### QUOTED PASSAGE
▼

The less densely packed towns, like Easton, have been spared this toxic atmosphere but there are signs that this is changing. Dead canaries were the tip-off in much of the early twentieth century that the air in mines was poisonous. Today’s harbingers of toxic air in our future are the bats.

Bats are amongst the most under-appreciated of our local wild-life. Although they appear menacing, they have no interest in the humans encroaching upon their homelands.  They do not suck blood from unsuspecting sleepers, but they do eat bugs, literally tons of bugs, including those that do bite us or produce larvae that damage crops. A bat routinely catches and eats a thousand insects during its nocturnal feast. Each mosquito a bat eats reduces our risk of developing West Nile disease or Eastern Equine Encephalitis or any other potentially fatal infections. It also eliminates crop-devastating insect larvae.

A much more rarely mentioned benefit of bats is that they reduce the need for insecticides to protect crops from voracious insects. Unfortunately, our bats are sick. What made them sick is debatable but only because there are so many possible causes for their morbidity. It could be the chemicals belching into the air they breathe along with us. It could be a consequence of global warming. It is probably a combination of factors disrupting the fine balance in our ecosystem that has allowed them to thrive for tens or hundreds of thousands of years. One need not look far or beyond the usual suspects to identify reasons for their demise.

The most obvious and immediate cause of the bat decline is an infectious disease against which the bats appear to have no resistance. This disease is characterized by a white fungus accumulating about the bat nose and is consequently known as white nose syndrome. It came from New York state (of course) and is decimating bat colonies in Connecticut. With the loss of our bat guardians, insect populations have swelled, and farmers have responded by applying more insecticides to protect their crops. These chemical poisons are saving crops, but as with many changes in our ecosystem, there have been unintended consequences.

The most disturbing of these consequences has been an otherwise inexplicable increase in illnesses and deaths amongst newborn human babies. Regions depleted of bats, in which increased pesticide use has been adopted to compensate for the increased insect burden, have substantially higher rates of infant mortality than were evident before the bat population collapse. Some studies have found that areas in which white nose syndrome decimated the resident bat population experienced as much as an 8 percent increase in infant mortality.

▲

### DATA RECORDS
▼

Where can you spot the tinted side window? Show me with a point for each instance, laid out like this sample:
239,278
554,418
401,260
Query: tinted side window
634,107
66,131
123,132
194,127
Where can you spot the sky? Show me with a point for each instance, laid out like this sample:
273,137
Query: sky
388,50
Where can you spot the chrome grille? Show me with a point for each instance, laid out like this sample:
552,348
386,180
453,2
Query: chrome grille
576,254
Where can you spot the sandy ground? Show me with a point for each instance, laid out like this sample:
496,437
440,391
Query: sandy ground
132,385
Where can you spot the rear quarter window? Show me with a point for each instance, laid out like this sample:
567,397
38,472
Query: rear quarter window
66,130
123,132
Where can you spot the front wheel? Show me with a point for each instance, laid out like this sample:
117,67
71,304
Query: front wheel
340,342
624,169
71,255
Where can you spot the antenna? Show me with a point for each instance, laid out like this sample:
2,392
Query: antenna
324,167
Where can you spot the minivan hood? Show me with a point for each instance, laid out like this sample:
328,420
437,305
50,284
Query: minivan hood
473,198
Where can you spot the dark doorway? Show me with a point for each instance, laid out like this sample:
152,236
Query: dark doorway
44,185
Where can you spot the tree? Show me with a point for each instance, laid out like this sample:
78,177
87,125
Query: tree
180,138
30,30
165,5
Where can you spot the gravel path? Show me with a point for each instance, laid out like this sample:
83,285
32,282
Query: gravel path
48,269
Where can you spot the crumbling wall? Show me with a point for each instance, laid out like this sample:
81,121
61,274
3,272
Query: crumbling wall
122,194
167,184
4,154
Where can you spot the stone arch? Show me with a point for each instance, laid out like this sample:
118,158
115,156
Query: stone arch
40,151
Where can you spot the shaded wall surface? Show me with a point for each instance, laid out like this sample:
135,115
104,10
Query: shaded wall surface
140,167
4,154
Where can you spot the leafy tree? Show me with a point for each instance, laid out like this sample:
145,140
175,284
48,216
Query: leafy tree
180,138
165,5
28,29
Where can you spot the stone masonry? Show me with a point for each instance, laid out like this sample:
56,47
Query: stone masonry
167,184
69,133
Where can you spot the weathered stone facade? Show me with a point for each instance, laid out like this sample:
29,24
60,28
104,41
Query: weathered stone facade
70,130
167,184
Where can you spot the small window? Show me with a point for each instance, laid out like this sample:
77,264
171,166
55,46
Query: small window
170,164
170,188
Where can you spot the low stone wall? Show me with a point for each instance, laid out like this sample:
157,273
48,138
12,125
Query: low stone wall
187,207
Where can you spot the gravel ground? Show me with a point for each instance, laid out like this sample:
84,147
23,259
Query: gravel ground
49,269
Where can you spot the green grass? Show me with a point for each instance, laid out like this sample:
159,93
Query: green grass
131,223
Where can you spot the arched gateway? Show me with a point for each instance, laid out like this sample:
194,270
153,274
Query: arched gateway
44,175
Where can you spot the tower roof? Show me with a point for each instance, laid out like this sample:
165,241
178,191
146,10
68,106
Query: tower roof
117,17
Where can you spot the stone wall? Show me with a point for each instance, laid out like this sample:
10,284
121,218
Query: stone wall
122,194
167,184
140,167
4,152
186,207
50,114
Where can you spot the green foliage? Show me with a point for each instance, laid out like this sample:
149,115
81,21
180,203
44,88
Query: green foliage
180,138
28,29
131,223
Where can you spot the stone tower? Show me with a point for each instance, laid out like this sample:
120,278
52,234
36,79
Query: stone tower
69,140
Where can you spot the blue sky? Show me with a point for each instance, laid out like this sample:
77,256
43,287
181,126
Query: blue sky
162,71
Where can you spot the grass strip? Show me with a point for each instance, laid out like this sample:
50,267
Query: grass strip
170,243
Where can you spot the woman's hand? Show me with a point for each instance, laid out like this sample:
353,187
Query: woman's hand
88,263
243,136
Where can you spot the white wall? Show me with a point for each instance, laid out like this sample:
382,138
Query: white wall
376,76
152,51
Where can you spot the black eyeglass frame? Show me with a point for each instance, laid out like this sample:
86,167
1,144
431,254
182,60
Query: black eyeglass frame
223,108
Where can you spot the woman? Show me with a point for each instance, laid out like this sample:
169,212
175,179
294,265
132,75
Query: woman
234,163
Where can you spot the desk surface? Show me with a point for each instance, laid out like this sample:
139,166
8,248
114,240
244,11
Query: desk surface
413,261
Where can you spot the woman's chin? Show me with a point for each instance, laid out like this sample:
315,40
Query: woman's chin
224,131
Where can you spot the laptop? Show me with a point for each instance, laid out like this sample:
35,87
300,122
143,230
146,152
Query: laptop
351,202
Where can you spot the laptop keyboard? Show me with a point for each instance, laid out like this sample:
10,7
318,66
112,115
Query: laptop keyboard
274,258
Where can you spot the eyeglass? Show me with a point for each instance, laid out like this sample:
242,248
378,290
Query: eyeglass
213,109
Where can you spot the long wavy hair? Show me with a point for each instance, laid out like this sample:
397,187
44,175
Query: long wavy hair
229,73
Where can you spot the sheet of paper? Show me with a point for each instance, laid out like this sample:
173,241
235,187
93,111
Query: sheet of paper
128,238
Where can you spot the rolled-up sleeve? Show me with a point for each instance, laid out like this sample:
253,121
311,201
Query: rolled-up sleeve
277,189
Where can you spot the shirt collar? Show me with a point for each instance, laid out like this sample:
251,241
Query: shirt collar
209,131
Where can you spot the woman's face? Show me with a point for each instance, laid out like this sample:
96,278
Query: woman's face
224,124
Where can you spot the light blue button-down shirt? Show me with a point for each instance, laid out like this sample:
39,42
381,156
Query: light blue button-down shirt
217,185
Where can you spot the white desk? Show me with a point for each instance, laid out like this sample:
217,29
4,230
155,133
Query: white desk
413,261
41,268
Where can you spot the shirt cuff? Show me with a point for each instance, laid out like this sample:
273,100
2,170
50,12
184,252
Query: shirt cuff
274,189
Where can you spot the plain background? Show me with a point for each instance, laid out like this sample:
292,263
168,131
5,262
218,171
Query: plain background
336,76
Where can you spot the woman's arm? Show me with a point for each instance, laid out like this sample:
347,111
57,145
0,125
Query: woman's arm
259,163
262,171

▲

In the text about bats, what is the name of the disease that is killing bat colonies in Connecticut?

### FINISHED EXERCISE
White nose syndrome.